[Entries of box annotation data]
## BEGIN
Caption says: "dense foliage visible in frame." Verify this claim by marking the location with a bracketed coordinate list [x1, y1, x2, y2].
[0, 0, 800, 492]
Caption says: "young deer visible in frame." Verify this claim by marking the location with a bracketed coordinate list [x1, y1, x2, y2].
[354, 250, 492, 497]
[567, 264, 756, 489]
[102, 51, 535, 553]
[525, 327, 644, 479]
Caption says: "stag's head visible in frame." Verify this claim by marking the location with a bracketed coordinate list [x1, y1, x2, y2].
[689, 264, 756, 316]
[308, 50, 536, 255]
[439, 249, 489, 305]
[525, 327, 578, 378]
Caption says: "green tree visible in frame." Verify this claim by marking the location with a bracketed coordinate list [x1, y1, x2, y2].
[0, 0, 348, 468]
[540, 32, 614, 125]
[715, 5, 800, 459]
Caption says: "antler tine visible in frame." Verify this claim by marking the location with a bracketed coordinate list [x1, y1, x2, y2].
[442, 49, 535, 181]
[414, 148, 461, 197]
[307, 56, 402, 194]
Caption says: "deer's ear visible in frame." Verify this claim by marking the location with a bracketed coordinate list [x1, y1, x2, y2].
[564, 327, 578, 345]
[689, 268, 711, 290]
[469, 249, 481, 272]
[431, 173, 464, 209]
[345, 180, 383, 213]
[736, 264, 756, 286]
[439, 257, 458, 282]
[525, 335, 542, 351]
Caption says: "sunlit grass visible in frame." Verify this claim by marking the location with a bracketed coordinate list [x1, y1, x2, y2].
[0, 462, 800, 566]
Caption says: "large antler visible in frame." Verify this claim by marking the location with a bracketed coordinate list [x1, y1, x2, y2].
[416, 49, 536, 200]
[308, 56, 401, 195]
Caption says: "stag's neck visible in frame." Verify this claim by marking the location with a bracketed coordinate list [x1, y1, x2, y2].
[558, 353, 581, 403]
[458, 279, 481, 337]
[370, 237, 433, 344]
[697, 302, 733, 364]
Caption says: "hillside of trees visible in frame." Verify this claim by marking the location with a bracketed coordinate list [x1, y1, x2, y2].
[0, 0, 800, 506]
## END
**WRITTEN EXERCISE:**
Put the entries, from the start through the line containing "[697, 302, 733, 364]", into a two-column CSV with the headers request and answer, one row per request. Place each request's text and its full answer in a single quoted field each, with line breaks turned into spaces.

**TASK RESPONSE:**
request,answer
"Caption says: ""dense foliage visible in frame."" Verify this claim by marking the location with a bracketed coordinate list [x1, y1, x2, y2].","[0, 0, 800, 492]"
"Caption says: ""young deer visible in frame."" Verify this claim by marking the location with a bracketed coordinate list [x1, y1, x2, y2].","[354, 250, 492, 497] [567, 264, 756, 489] [102, 51, 535, 553] [525, 327, 644, 479]"
"Caption says: ""stag's head visible in frame."" Verify this claim by marking the location with a bracketed coordinate list [x1, y1, x2, y2].","[689, 264, 756, 316] [308, 50, 536, 255] [439, 249, 489, 305] [525, 327, 578, 378]"
"Caption says: ""green tree visible in frame."" Verify this claim by marking the location with a bracketed coordinate list [x1, y1, x2, y2].","[0, 0, 348, 468] [540, 32, 614, 125] [715, 5, 800, 459]"
"Caption says: ""antler tine visible in frame."" Verify this claim by marking the location with a bracketed coordinate list [x1, y1, x2, y2].","[442, 49, 535, 181] [414, 148, 461, 197] [307, 56, 402, 194]"
"Caption says: ""deer's ear visible in frame."" Verify this claim by marking the location with a bracketed coordinate list [x1, y1, x2, y2].","[564, 327, 578, 345] [689, 268, 711, 290] [469, 249, 481, 272] [431, 173, 464, 209] [345, 180, 383, 213] [736, 264, 756, 286] [439, 257, 458, 282] [525, 335, 542, 351]"
"Caption says: ""sunlit grass visible in frame."" Verify this claim by marking the location with a bracketed coordinate list [x1, y1, x2, y2].","[0, 462, 800, 566]"
"Caption says: ""large antler visible in frame."" Verify this claim by marking the location with a bracketed coordinate list [x1, y1, x2, y2].","[416, 49, 536, 200] [308, 56, 401, 195]"
"Caption says: ""stag's neck visible in frame."" Verify this claim by marking the location with a bracketed coordinate list [x1, y1, x2, y2].","[558, 353, 581, 403] [458, 279, 481, 337] [370, 237, 433, 344] [697, 302, 733, 364]"